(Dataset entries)
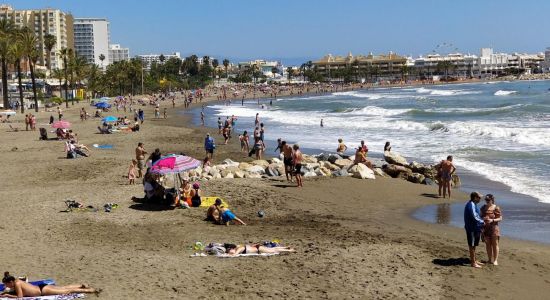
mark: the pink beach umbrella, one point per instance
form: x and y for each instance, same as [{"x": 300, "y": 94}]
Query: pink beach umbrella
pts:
[
  {"x": 173, "y": 164},
  {"x": 61, "y": 124}
]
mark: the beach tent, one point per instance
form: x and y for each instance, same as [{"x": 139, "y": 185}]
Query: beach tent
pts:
[
  {"x": 174, "y": 164},
  {"x": 109, "y": 119}
]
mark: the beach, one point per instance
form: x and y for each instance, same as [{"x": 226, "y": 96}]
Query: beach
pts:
[{"x": 354, "y": 238}]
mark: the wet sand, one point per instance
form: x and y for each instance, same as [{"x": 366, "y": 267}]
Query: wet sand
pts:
[{"x": 355, "y": 238}]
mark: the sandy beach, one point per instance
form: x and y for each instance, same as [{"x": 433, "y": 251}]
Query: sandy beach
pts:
[{"x": 355, "y": 238}]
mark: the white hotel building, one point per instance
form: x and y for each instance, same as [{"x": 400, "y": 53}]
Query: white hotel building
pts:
[
  {"x": 149, "y": 59},
  {"x": 91, "y": 40},
  {"x": 118, "y": 53}
]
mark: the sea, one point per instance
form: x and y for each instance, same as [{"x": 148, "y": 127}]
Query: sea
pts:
[{"x": 497, "y": 132}]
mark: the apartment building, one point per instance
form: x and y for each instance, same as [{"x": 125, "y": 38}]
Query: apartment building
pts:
[
  {"x": 42, "y": 22},
  {"x": 92, "y": 39}
]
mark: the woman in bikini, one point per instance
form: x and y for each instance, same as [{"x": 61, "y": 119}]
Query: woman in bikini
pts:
[
  {"x": 21, "y": 288},
  {"x": 492, "y": 215},
  {"x": 254, "y": 249}
]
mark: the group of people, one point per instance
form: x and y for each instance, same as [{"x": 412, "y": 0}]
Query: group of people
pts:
[{"x": 482, "y": 224}]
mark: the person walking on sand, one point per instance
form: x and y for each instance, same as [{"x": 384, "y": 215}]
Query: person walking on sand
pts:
[
  {"x": 491, "y": 215},
  {"x": 140, "y": 157},
  {"x": 209, "y": 145},
  {"x": 297, "y": 160},
  {"x": 446, "y": 169},
  {"x": 473, "y": 224},
  {"x": 132, "y": 172}
]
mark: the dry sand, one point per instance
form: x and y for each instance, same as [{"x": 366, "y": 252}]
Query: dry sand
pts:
[{"x": 355, "y": 238}]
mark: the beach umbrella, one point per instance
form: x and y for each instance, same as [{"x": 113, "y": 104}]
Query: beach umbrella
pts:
[
  {"x": 109, "y": 119},
  {"x": 61, "y": 124},
  {"x": 102, "y": 105},
  {"x": 174, "y": 164}
]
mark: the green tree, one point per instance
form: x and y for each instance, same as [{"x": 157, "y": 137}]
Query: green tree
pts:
[
  {"x": 49, "y": 44},
  {"x": 7, "y": 30}
]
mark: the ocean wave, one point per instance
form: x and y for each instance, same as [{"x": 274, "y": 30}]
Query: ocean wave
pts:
[
  {"x": 437, "y": 92},
  {"x": 517, "y": 179},
  {"x": 504, "y": 93}
]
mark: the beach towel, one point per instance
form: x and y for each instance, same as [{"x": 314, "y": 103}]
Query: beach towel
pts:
[
  {"x": 57, "y": 297},
  {"x": 208, "y": 201},
  {"x": 102, "y": 146}
]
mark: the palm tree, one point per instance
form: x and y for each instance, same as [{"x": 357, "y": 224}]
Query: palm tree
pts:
[
  {"x": 16, "y": 53},
  {"x": 102, "y": 58},
  {"x": 226, "y": 65},
  {"x": 65, "y": 54},
  {"x": 49, "y": 44},
  {"x": 29, "y": 44},
  {"x": 215, "y": 64},
  {"x": 59, "y": 74},
  {"x": 6, "y": 33}
]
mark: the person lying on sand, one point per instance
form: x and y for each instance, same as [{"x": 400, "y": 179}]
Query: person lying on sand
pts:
[
  {"x": 233, "y": 250},
  {"x": 21, "y": 288}
]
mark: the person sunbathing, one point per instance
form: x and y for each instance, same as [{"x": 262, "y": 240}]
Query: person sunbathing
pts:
[
  {"x": 234, "y": 250},
  {"x": 21, "y": 288}
]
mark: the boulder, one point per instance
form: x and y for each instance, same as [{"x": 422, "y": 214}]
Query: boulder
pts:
[
  {"x": 275, "y": 160},
  {"x": 395, "y": 159},
  {"x": 395, "y": 170},
  {"x": 252, "y": 175},
  {"x": 342, "y": 163},
  {"x": 340, "y": 173},
  {"x": 362, "y": 172},
  {"x": 322, "y": 157},
  {"x": 415, "y": 178},
  {"x": 378, "y": 172},
  {"x": 229, "y": 162},
  {"x": 256, "y": 169},
  {"x": 244, "y": 166},
  {"x": 309, "y": 159},
  {"x": 333, "y": 157},
  {"x": 261, "y": 163}
]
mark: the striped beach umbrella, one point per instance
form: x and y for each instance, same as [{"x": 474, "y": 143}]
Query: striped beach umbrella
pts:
[
  {"x": 61, "y": 124},
  {"x": 173, "y": 164}
]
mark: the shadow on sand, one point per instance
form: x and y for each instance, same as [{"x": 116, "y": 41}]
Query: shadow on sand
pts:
[{"x": 449, "y": 262}]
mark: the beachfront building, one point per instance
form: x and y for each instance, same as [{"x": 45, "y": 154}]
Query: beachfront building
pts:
[
  {"x": 149, "y": 59},
  {"x": 91, "y": 40},
  {"x": 455, "y": 65},
  {"x": 264, "y": 66},
  {"x": 118, "y": 53},
  {"x": 42, "y": 22},
  {"x": 526, "y": 63},
  {"x": 546, "y": 63},
  {"x": 376, "y": 67},
  {"x": 490, "y": 63}
]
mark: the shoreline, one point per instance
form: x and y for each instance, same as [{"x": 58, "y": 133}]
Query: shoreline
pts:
[{"x": 354, "y": 237}]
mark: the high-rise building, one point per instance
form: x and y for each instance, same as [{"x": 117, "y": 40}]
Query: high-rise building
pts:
[
  {"x": 117, "y": 53},
  {"x": 149, "y": 59},
  {"x": 42, "y": 22},
  {"x": 91, "y": 40}
]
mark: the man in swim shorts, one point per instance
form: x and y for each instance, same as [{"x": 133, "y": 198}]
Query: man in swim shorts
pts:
[
  {"x": 473, "y": 224},
  {"x": 446, "y": 169}
]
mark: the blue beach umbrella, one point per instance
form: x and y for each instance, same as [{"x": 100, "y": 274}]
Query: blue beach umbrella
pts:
[
  {"x": 109, "y": 119},
  {"x": 102, "y": 105}
]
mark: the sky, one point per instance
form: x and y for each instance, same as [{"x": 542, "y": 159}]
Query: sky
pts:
[{"x": 299, "y": 30}]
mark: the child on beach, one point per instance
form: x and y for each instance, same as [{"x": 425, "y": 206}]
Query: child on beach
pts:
[{"x": 132, "y": 172}]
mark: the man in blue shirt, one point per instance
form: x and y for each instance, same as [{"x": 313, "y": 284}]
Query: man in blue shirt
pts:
[
  {"x": 473, "y": 224},
  {"x": 209, "y": 146}
]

> **Work task**:
All of the data is to be transcribed exactly, with images omitted.

> **Answer to the problem**:
mark: the pink beach umbrella, one point per instance
form: x and y for each instance, same as [{"x": 300, "y": 94}]
Query: pink beach umbrella
pts:
[
  {"x": 173, "y": 164},
  {"x": 61, "y": 124}
]
mark: the beach tent, one point per instance
form: x and y for each instance, same as [{"x": 139, "y": 185}]
Query: beach tent
pts:
[
  {"x": 174, "y": 164},
  {"x": 109, "y": 119}
]
mark: the beach, one point per instance
form: x and y for each instance, same as [{"x": 226, "y": 96}]
Query: beach
pts:
[{"x": 354, "y": 238}]
mark: the wet sand, one point per instance
form: x and y for each instance, same as [{"x": 366, "y": 267}]
Query: wet sand
pts:
[{"x": 355, "y": 238}]
mark: the sandy beach, one point per instance
form: x and y for each instance, same as [{"x": 433, "y": 251}]
Query: sandy beach
pts:
[{"x": 355, "y": 238}]
mark: the white hotel building, one point per instance
form: x and y for each instance, same as [{"x": 400, "y": 53}]
Query: white hotel building
pts:
[
  {"x": 149, "y": 59},
  {"x": 91, "y": 40},
  {"x": 118, "y": 53}
]
mark: the sea, one point per instance
form: x and y for each instance, same as [{"x": 148, "y": 127}]
Query: sea
pts:
[{"x": 497, "y": 132}]
mark: the apartment building, one point per instance
form: x and y for each instance, same as [{"x": 125, "y": 38}]
Query: apartment building
pts:
[
  {"x": 42, "y": 22},
  {"x": 92, "y": 39}
]
mark: the woman in bikini, one point per instance
form: x and y for each instance, same as [{"x": 61, "y": 119}]
Query: woman in bikini
pts:
[
  {"x": 21, "y": 288},
  {"x": 492, "y": 215},
  {"x": 254, "y": 249}
]
mark: the group of people, one point per instance
form: x and y for each instance, same as [{"x": 412, "y": 0}]
Query: group of people
pts:
[{"x": 482, "y": 224}]
mark: the person walking on sand, one point per instance
form: x and y for each instance, same as [{"x": 384, "y": 215}]
Query: person walking on sand
pts:
[
  {"x": 491, "y": 215},
  {"x": 140, "y": 157},
  {"x": 209, "y": 145},
  {"x": 297, "y": 160},
  {"x": 446, "y": 169},
  {"x": 473, "y": 224},
  {"x": 132, "y": 172}
]
mark: the dry sand, one point per instance
form: x and y for each instance, same as [{"x": 366, "y": 252}]
Query: dry sand
pts:
[{"x": 355, "y": 238}]
mark: the beach umbrella, one point per instance
form: x and y for each instance, same as [{"x": 113, "y": 104}]
Query: beach umbrella
pts:
[
  {"x": 109, "y": 119},
  {"x": 61, "y": 124},
  {"x": 102, "y": 105},
  {"x": 174, "y": 164}
]
mark: the green tree, one point per instance
form: x and y for each instance, same as [{"x": 157, "y": 137}]
Query: green tree
pts:
[
  {"x": 49, "y": 44},
  {"x": 7, "y": 30}
]
mark: the ocean wave, one point per instance
form: x and y for each instance, same as [{"x": 274, "y": 30}]
Query: ocean wave
pts:
[
  {"x": 437, "y": 92},
  {"x": 517, "y": 179},
  {"x": 504, "y": 93}
]
mark: the beach towel, one point per instance
form: x and y for each instance, same as [{"x": 314, "y": 103}]
Query: beach towel
pts:
[
  {"x": 57, "y": 297},
  {"x": 208, "y": 201},
  {"x": 102, "y": 146}
]
mark: the palm tree, one point per instance
form: x and y for each instance, same as [{"x": 357, "y": 224}]
Query: palm tree
pts:
[
  {"x": 16, "y": 53},
  {"x": 102, "y": 58},
  {"x": 226, "y": 65},
  {"x": 65, "y": 54},
  {"x": 49, "y": 44},
  {"x": 29, "y": 44},
  {"x": 215, "y": 64},
  {"x": 59, "y": 74},
  {"x": 6, "y": 33}
]
mark: the person lying on sand, one point per instance
form: x and y for each instance, same as [{"x": 400, "y": 179}]
Query: person lying on sand
pts:
[
  {"x": 233, "y": 250},
  {"x": 21, "y": 288}
]
mark: the person sunbathing, one point per instance
form: x and y for each instance, same as [{"x": 262, "y": 240}]
Query: person sunbathing
pts:
[
  {"x": 234, "y": 250},
  {"x": 21, "y": 288}
]
mark: the boulder, one point per instance
form: x and y for each instance, same as [{"x": 422, "y": 214}]
Query: boulder
pts:
[
  {"x": 275, "y": 160},
  {"x": 395, "y": 159},
  {"x": 395, "y": 170},
  {"x": 252, "y": 175},
  {"x": 342, "y": 163},
  {"x": 340, "y": 173},
  {"x": 362, "y": 172},
  {"x": 322, "y": 157},
  {"x": 415, "y": 178},
  {"x": 378, "y": 172},
  {"x": 229, "y": 162},
  {"x": 256, "y": 169},
  {"x": 244, "y": 166},
  {"x": 309, "y": 159},
  {"x": 333, "y": 157},
  {"x": 261, "y": 163}
]
mark: the striped beach umbrella, one point per instance
form: x and y for each instance, same as [{"x": 474, "y": 143}]
Query: striped beach umbrella
pts:
[
  {"x": 61, "y": 124},
  {"x": 173, "y": 164}
]
mark: the shadow on sand, one point per instance
form: x and y for each instance, same as [{"x": 116, "y": 41}]
Query: shadow on sand
pts:
[{"x": 449, "y": 262}]
mark: the beachfront building, one point per instance
form: x and y for each instance, same as [{"x": 45, "y": 154}]
Query: beachfront building
pts:
[
  {"x": 149, "y": 59},
  {"x": 91, "y": 40},
  {"x": 455, "y": 65},
  {"x": 264, "y": 66},
  {"x": 118, "y": 53},
  {"x": 42, "y": 22},
  {"x": 526, "y": 63},
  {"x": 546, "y": 63},
  {"x": 376, "y": 67},
  {"x": 490, "y": 63}
]
mark: the shoreline, one point per instance
form: x and y for each instance, same as [{"x": 58, "y": 133}]
Query: shoreline
pts:
[{"x": 354, "y": 237}]
mark: the high-rise building, one point per instance
form: x and y for each instance, same as [{"x": 117, "y": 40}]
Query: high-rise building
pts:
[
  {"x": 117, "y": 53},
  {"x": 149, "y": 59},
  {"x": 42, "y": 22},
  {"x": 91, "y": 40}
]
mark: the man in swim shorts, one point per instance
form: x and y for each instance, same as [{"x": 133, "y": 198}]
Query: man in swim shorts
pts:
[
  {"x": 473, "y": 224},
  {"x": 446, "y": 169}
]
mark: the blue beach umbrella, one point per instance
form: x and y for each instance, same as [{"x": 100, "y": 274}]
Query: blue beach umbrella
pts:
[
  {"x": 109, "y": 119},
  {"x": 102, "y": 105}
]
mark: the sky, one point per instance
form: x and y for each instance, same as [{"x": 542, "y": 159}]
Query: sky
pts:
[{"x": 299, "y": 30}]
mark: the child on beach, one point per instance
form: x and y for each instance, same as [{"x": 425, "y": 206}]
Query: child on beach
pts:
[{"x": 132, "y": 172}]
mark: the man in blue shirt, one point per instance
form: x and y for each instance, same as [{"x": 313, "y": 284}]
Query: man in blue shirt
pts:
[
  {"x": 473, "y": 224},
  {"x": 209, "y": 146}
]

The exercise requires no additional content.